**TEXTO FORNECIDO:**
DATA: 7 de Setembro de 2016

LOCAL: bairro 6, rua 2, próximo do Campo da Morte, município de Viana

OCORRÊNCIA:

“Três meses antes, o meu vizinho da DNIC [SIC], ‘Ti Paulo’, veio ter comigo e disse-me para enviar o meu filho para o mato, porque ele estava na lista para ser morto”, conta Carlos Francisco Alexandre.

Agradecido, o pai enviou o filho ao município de Calulo, na província do Kwanza-Sul. “Mas, como esses miúdos são teimosos, ele regressou contra a minha vontade”, conta.

Passou a ser vigiado pelos operacionais do SIC. “No dia 6, por volta das 7h00, o meu filho pediu 50 kwanzas à mãe e foi à cantina comprar detergente para lavar a sua roupa. Quem o agarrou, na cantina, foi o próprio chefe Paulo. Como ele estava acompanhado por mais outro operacional, o miúdo resistiu mas conseguiram amarrá-lo e meteram-no numa motorizada”, conta.

**REQUISITOS DA TAREFA:**
1. Segundo o relato sobre a detenção do filho de Carlos Francisco Alexandre, para onde o pai enviou o filho depois do aviso do vizinho?
2. Dê seguimento ao relato sobre a detenção do filho de Carlos Francisco Alexandre a partir da última frase apresentada.

**DADOS:**
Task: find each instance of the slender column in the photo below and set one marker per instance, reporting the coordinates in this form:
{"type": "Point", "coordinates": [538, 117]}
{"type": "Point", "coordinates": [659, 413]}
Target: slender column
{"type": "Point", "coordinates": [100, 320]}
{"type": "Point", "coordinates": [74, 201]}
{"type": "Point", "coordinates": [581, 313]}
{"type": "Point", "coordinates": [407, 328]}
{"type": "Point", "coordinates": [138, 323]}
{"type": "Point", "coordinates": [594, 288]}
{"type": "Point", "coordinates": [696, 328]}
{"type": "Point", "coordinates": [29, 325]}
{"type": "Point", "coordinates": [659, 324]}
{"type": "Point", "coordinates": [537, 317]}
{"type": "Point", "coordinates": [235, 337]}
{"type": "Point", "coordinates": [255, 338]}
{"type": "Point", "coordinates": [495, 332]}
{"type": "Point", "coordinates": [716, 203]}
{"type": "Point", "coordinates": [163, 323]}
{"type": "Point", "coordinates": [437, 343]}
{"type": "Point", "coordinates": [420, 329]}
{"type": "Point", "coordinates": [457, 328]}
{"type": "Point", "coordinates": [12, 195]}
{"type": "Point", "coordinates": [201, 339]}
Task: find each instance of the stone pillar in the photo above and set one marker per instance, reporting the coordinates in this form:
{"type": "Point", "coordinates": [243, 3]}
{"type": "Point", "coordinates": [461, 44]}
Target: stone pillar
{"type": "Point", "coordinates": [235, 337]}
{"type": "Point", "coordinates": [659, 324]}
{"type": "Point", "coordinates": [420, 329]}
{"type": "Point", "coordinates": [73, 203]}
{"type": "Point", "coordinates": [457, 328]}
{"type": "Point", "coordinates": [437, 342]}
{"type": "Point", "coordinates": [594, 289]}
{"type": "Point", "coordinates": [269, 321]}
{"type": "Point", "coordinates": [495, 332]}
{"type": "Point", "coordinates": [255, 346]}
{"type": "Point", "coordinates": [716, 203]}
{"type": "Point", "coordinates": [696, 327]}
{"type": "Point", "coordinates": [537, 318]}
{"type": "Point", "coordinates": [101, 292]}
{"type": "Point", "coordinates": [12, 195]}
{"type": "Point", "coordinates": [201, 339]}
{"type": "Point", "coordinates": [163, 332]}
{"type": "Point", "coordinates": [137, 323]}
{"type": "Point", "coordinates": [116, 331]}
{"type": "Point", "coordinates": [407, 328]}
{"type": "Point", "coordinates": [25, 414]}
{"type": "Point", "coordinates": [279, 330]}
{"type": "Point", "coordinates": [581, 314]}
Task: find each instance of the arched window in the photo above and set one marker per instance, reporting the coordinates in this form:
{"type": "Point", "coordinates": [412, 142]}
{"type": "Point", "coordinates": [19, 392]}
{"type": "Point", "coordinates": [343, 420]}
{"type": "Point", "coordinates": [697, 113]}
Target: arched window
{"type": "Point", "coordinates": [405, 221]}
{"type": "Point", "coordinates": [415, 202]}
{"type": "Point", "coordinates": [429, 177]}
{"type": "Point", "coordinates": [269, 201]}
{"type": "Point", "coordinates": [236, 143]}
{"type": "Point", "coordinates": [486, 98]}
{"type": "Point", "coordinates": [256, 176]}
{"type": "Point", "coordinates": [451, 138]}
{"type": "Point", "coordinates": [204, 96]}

**AS RESPOSTAS:**
1. Para o município de Calulo, na província do Kwanza-Sul.

2.
É comum, nessas operações, o capturado ser levado até à esquadra e/ou local de execução numa motorizada, entre dois agentes. Carlos Francisco Alexandre seguiu o vizinho e encontrou o seu filho amarrado na subunidade [conhecida como das madres] da Esquadra dos Contentores [Estalagem], e o responsável das operações, o seu vizinho Paulo.

“O chefe Paulo perguntou-me se eu não tinha vergonha de acudir o meu filho depois de me ter dito para enviá-lo para a província. Respondi que, como pai, era meu dever saber sobre o meu filho”, conta.

“O chefe Paulo perguntou-me por que o meu filho voltou do mato. E disse-me: ‘vai preparar o caixão porque vamos matá-lo hoje mesmo. Enxotou-me dali”, denuncia.

Persistente, o pai dirigiu-se à esquadra principal para interceder pela vida do seu filho. “Os agentes da DNIC disseram-me: ‘Vamos te educar.’ Levaram-me para uma sala, pegaram numa catana, e com o lado, bateram-me nas palmas das mãos, muitas vezes, até as mãos ficarem todas inflamadas.”

Mesmo com as mãos inflamadas, depois de libertado, o pai foi em busca de pão para alimentar o seu filho. Permitiram-lhe que o entregasse. No dia seguinte, logo pela manhã, deslocou-se à referida unidade para saber da situação do filho. Enquanto aguardava, o filho e um outro jovem desconhecido foram levados pelos operacionais até à sua rua, passando perto de sua casa. Foram executados a poucos metros da casa, próximo do Campo da Morte.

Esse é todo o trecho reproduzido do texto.